┌─ Records supplied

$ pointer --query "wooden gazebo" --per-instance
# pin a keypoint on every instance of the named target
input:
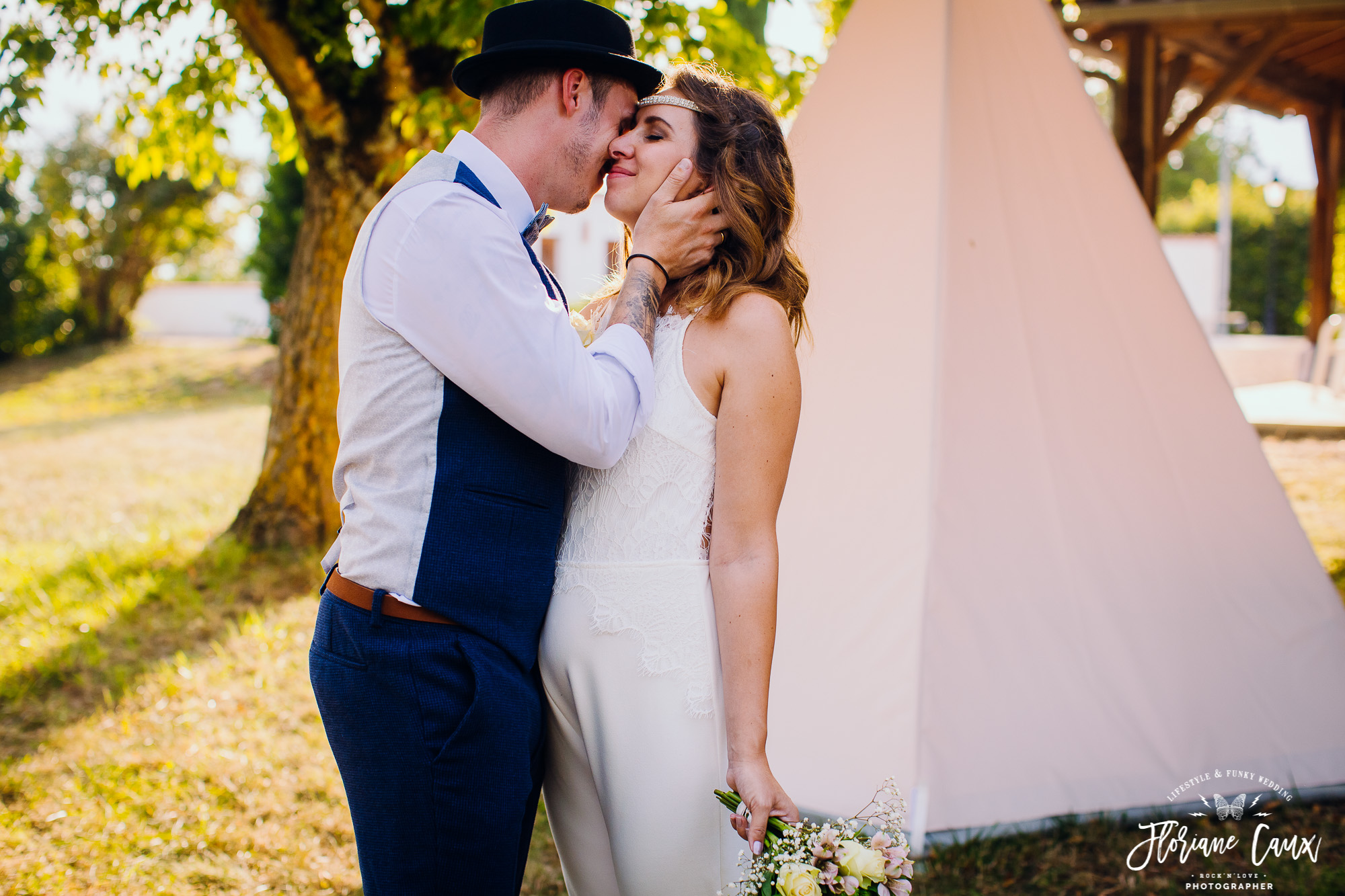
(1274, 56)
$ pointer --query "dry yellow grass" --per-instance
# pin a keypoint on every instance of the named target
(158, 732)
(1313, 474)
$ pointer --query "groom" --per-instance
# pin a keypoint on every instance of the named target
(463, 393)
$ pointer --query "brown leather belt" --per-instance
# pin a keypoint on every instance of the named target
(364, 598)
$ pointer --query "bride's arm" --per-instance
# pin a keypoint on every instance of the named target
(758, 420)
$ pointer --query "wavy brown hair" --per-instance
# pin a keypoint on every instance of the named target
(740, 153)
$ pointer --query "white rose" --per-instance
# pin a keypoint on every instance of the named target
(798, 879)
(583, 327)
(857, 860)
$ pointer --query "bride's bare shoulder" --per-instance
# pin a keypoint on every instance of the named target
(758, 322)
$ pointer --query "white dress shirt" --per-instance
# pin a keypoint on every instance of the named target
(449, 272)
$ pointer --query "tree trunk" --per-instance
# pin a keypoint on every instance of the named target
(293, 502)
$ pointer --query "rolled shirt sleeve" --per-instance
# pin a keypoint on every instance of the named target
(447, 272)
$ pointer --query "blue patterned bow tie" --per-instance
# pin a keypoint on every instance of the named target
(535, 228)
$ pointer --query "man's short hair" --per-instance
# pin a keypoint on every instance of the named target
(512, 93)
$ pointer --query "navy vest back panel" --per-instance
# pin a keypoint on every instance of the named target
(489, 557)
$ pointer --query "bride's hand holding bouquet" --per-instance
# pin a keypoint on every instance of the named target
(762, 795)
(804, 858)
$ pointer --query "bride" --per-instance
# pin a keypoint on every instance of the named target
(657, 649)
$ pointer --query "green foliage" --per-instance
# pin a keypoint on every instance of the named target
(1270, 247)
(173, 124)
(1199, 162)
(107, 236)
(278, 229)
(33, 319)
(77, 261)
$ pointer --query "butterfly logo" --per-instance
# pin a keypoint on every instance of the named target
(1225, 809)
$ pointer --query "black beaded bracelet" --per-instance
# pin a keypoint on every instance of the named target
(641, 255)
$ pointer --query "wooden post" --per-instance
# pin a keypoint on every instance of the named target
(1140, 136)
(1325, 126)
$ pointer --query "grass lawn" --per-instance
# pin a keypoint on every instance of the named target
(158, 733)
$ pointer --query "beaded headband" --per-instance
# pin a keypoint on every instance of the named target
(657, 100)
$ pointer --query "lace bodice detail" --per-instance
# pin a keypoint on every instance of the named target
(637, 536)
(656, 502)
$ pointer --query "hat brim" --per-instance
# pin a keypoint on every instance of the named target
(473, 73)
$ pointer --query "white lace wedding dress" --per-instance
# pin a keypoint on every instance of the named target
(631, 665)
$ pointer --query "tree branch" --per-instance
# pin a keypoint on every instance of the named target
(317, 115)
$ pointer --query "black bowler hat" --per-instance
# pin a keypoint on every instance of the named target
(574, 34)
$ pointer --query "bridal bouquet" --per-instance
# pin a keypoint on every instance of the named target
(836, 857)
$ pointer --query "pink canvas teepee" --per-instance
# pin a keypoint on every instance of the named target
(1032, 557)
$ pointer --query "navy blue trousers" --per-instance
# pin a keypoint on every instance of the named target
(438, 733)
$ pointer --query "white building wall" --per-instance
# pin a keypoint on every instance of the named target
(579, 248)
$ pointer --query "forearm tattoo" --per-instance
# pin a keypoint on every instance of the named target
(641, 292)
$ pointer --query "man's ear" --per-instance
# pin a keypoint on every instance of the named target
(575, 89)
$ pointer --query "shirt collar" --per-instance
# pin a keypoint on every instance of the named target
(497, 177)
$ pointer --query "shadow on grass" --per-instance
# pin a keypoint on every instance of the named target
(1089, 857)
(181, 608)
(18, 373)
(1336, 569)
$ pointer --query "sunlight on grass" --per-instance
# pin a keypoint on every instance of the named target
(98, 382)
(1313, 474)
(158, 731)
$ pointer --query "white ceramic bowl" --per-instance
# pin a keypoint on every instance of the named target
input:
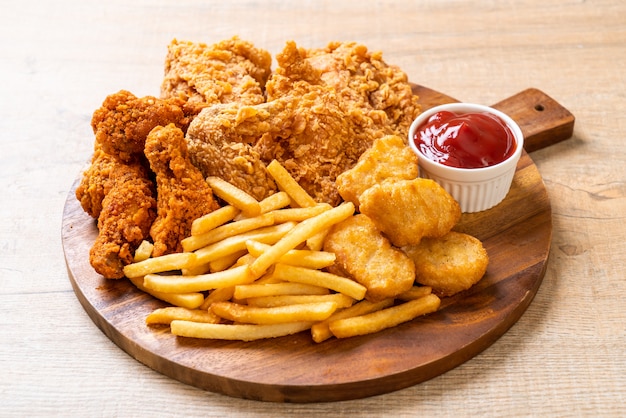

└─

Task goal:
Show every line of the items above that contains the string "wooden", treating case as significant.

Solution to the problem:
$ pointer --query "wooden gazebo" --per-instance
$ pointer --query "wooden post" --per-instance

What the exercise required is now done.